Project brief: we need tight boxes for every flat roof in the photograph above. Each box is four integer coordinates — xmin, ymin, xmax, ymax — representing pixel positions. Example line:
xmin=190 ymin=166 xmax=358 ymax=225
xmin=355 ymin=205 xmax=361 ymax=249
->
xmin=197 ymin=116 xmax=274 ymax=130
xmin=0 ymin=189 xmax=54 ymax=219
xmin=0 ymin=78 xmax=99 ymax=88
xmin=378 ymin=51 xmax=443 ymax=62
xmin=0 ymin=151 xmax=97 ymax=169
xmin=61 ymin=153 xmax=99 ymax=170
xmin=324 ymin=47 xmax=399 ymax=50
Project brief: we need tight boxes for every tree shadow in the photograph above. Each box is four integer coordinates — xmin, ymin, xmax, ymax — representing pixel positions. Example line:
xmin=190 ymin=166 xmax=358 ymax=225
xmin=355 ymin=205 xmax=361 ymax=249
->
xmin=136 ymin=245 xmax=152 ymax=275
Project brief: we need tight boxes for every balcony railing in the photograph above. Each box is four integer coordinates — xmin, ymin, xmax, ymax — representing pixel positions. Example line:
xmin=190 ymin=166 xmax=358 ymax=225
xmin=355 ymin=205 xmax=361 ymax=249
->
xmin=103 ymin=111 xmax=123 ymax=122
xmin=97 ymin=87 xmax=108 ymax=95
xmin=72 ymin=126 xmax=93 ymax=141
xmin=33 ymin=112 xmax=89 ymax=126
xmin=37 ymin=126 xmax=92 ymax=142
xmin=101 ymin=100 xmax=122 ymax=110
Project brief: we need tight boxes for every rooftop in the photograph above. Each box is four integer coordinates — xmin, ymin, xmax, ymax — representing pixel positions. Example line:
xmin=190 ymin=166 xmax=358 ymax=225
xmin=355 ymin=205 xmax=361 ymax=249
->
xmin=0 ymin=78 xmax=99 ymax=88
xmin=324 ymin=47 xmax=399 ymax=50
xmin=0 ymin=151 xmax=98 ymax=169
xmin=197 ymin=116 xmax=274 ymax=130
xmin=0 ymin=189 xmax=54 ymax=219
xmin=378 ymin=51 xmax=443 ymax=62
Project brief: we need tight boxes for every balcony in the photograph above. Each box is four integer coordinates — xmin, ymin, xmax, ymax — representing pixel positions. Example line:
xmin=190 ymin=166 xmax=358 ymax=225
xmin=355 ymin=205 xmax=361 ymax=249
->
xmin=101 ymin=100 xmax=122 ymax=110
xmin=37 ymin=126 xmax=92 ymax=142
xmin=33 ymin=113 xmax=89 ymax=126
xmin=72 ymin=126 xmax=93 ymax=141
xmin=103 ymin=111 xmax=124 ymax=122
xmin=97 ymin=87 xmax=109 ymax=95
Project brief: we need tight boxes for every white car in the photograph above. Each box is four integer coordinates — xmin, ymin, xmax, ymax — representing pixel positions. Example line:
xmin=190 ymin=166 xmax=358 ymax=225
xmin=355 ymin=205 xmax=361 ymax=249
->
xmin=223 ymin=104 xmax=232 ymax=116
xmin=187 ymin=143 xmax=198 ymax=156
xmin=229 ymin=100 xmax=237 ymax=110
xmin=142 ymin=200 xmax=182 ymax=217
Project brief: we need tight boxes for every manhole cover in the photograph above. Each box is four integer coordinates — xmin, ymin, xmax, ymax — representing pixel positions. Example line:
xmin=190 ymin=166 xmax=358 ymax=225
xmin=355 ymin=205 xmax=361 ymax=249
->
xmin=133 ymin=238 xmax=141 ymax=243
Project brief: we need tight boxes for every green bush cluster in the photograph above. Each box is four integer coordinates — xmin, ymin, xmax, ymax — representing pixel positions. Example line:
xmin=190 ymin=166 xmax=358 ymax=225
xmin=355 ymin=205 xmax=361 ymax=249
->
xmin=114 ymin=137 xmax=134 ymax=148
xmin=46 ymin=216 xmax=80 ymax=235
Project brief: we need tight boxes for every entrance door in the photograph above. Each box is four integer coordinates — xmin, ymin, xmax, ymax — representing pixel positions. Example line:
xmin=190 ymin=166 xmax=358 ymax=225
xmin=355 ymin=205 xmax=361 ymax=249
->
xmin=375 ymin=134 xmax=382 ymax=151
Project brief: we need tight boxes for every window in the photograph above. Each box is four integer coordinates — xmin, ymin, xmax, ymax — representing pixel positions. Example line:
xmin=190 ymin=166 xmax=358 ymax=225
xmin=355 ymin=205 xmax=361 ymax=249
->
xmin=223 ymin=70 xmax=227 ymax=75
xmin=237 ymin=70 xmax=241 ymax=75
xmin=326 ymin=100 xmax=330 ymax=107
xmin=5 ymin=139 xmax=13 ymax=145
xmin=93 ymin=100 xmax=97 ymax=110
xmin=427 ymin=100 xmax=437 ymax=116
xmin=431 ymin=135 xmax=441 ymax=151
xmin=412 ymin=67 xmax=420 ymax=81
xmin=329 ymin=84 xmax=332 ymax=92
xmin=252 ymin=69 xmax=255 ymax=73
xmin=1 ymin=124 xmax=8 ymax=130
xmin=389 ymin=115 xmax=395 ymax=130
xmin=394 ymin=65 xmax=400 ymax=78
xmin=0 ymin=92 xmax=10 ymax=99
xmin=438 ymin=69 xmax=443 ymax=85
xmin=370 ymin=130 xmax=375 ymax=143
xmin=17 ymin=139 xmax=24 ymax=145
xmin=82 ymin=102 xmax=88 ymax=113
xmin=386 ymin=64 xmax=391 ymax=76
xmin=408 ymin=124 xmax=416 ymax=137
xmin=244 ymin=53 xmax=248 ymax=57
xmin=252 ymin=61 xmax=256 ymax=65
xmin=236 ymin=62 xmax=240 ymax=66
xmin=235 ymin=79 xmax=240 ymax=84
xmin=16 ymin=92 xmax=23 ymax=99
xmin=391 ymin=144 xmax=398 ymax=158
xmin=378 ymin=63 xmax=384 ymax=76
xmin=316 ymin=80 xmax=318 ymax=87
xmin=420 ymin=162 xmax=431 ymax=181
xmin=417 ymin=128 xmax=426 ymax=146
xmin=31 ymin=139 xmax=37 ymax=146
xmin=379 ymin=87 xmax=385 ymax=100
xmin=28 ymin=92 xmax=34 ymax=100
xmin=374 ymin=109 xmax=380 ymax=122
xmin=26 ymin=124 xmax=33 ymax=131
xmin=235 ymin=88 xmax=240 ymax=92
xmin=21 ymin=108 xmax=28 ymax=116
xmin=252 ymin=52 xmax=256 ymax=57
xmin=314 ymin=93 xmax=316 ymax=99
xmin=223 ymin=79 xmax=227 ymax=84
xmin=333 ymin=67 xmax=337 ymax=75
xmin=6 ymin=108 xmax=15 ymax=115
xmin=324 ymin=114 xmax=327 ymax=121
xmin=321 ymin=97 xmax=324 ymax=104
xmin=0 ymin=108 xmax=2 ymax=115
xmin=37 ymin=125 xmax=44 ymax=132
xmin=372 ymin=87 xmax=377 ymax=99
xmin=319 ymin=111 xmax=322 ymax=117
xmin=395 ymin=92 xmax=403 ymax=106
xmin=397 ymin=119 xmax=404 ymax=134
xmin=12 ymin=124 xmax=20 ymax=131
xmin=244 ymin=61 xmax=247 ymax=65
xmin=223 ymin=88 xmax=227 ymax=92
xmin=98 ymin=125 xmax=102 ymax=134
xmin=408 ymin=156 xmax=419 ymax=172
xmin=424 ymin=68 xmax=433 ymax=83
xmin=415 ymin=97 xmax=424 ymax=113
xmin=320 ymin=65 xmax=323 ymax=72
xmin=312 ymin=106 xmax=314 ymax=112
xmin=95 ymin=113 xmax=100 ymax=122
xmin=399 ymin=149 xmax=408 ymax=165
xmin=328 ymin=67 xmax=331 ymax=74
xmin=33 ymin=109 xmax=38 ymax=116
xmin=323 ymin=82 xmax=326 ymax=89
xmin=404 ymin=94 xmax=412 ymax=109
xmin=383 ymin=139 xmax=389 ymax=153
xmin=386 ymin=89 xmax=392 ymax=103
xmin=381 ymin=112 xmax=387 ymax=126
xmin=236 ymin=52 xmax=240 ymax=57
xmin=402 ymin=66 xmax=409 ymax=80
______________________________
- [EXERCISE DESCRIPTION]: Copy out every line from the material above in which the word "balcony" appears.

- [RESULT]:
Project brief: we need tight boxes for every balcony railing in the photograph above. Each box is four integer coordinates — xmin, ymin, xmax, ymax — representing pixel positions. Example line:
Project brief: we need tight boxes for every balcony in the photograph above. Each box is four integer coordinates — xmin, ymin, xmax, ymax — representing pixel positions. Example line:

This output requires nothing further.